_EXERCISE REQUIREMENTS:_
1. In the brake line replacement passage, what can the rear disk be covered with to keep brake fluid off it?
2. Continue the passage on replacing the rear brake line from the point where it stops.

Next, place your vinyl pan underneath the fitting shown in the photo
left and unbolt it. You'll get a bunch of fluid leaking out, so
it's best to let it drain for a while. You may want to cover your
rear disk with aluminum foil so that you don't get any brake fluid on
the important parts.
The old rubber line has only two attachment points; at the one end shown
in the photo directly above, and the other end at the caliper. Push the rubber
grommet off of the swingarm (yellow arrow in the second photo on this
page) and the whole line should come right off.
Don't forget that the new line is different -- the stainless steel
braided part only goes from the fitting to the U-shaped
casting on the swingarm that holds the correct size rubber
grommet. Then there's a metal tube that runs from
the fitting on the new line to the caliper. Loosely assemble
everything and locate the parts.
Installing the new one is
simply a matter of reversing the procedure: install the end
underneath the bike (photo above) first, then slide the correct size rubber
grommet over the end of the line and place it in the grommet holder on
the swingarm. Screw in the end of the metal tube to the caliper,
then tighten everything up. Don't over tighten -- the fitting
shown in the photo above is a tapered fitting; make it snug but don't overdo it.

_SUPPLIED MATERIAL:_

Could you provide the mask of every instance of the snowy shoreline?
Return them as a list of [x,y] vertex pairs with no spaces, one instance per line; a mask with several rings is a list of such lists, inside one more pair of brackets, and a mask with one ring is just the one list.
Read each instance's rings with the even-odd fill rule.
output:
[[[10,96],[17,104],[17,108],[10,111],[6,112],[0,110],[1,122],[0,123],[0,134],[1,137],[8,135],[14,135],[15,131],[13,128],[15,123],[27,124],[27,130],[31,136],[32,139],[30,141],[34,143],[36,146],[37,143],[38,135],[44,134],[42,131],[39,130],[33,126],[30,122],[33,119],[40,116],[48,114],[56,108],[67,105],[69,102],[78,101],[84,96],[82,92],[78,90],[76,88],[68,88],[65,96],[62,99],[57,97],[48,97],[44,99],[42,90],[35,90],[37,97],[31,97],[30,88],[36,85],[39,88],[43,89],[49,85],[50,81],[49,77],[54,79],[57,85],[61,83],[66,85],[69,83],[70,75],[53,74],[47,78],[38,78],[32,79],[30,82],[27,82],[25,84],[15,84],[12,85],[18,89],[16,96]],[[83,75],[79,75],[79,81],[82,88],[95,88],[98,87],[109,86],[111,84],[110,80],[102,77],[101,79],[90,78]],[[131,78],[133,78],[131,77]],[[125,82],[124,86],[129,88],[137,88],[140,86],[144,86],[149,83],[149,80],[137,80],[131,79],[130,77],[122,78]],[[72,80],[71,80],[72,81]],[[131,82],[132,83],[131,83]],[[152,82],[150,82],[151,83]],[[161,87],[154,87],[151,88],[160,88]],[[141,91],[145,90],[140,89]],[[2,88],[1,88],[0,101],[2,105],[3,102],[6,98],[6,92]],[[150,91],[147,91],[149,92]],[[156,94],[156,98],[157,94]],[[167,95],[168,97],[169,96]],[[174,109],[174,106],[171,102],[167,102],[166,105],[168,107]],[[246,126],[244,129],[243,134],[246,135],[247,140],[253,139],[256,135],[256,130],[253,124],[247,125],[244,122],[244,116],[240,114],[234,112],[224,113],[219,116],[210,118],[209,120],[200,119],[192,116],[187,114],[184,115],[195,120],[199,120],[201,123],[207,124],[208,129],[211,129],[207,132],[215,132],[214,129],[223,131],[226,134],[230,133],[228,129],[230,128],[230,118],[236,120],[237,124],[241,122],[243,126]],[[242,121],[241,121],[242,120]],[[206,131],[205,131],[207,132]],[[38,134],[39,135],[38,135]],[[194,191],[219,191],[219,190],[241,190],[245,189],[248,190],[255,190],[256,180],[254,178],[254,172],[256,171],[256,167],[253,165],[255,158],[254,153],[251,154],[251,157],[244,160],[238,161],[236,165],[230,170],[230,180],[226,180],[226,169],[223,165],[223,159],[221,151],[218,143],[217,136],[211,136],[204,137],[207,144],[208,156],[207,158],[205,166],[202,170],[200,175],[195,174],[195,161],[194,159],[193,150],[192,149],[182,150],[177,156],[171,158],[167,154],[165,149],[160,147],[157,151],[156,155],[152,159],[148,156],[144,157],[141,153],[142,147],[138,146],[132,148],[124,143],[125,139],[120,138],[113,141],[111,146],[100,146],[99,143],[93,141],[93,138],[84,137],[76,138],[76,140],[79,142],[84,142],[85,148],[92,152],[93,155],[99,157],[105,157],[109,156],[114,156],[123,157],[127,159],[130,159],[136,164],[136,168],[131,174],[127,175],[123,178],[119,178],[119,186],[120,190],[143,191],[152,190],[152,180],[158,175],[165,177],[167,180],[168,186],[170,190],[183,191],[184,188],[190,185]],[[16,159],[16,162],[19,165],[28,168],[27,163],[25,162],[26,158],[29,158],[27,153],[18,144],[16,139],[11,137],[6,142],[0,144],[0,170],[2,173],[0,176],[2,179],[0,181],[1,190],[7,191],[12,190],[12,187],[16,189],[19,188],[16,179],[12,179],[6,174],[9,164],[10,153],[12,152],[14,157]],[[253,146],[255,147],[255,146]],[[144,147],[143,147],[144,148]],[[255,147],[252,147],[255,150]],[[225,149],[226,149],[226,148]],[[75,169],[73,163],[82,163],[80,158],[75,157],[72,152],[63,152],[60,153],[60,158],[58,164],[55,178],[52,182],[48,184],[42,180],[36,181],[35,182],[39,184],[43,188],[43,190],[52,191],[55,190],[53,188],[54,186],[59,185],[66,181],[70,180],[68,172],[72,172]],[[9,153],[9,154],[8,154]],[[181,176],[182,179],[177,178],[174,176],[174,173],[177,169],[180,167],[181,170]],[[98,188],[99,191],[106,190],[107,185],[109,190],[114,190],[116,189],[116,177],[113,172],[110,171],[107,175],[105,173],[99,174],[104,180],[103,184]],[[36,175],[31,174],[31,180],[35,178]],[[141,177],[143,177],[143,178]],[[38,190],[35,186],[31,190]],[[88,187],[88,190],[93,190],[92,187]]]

_ANSWERS TO THE EXERCISES:_
1. Aluminum foil.

2.
I unfortunately didn't take enough photos of the entire rear brake line
assembly with the new line, so I hope you can understand the directions
for installing the rear brake line. It's really rather straightforward -- the only
problem I had was because I didn't have the correct size rubber
grommet. It needs to fit over the stainless steel
"barrel" part of the one end of the new rear line.
All you need to do next is bleed the brake lines. See the wBW
article on
bleeding
brakes using an Actron vacuum pump to learn how to do
this. I highly recommend spending the money to purchase this pump;
it makes bleeding the brakes so much easier, and it will pay for itself
in one or two brake bleeding jobs. You'll be the envy of your
neighborhood!
If you have any questions or comments about this installation, feel free
to send me an email at
.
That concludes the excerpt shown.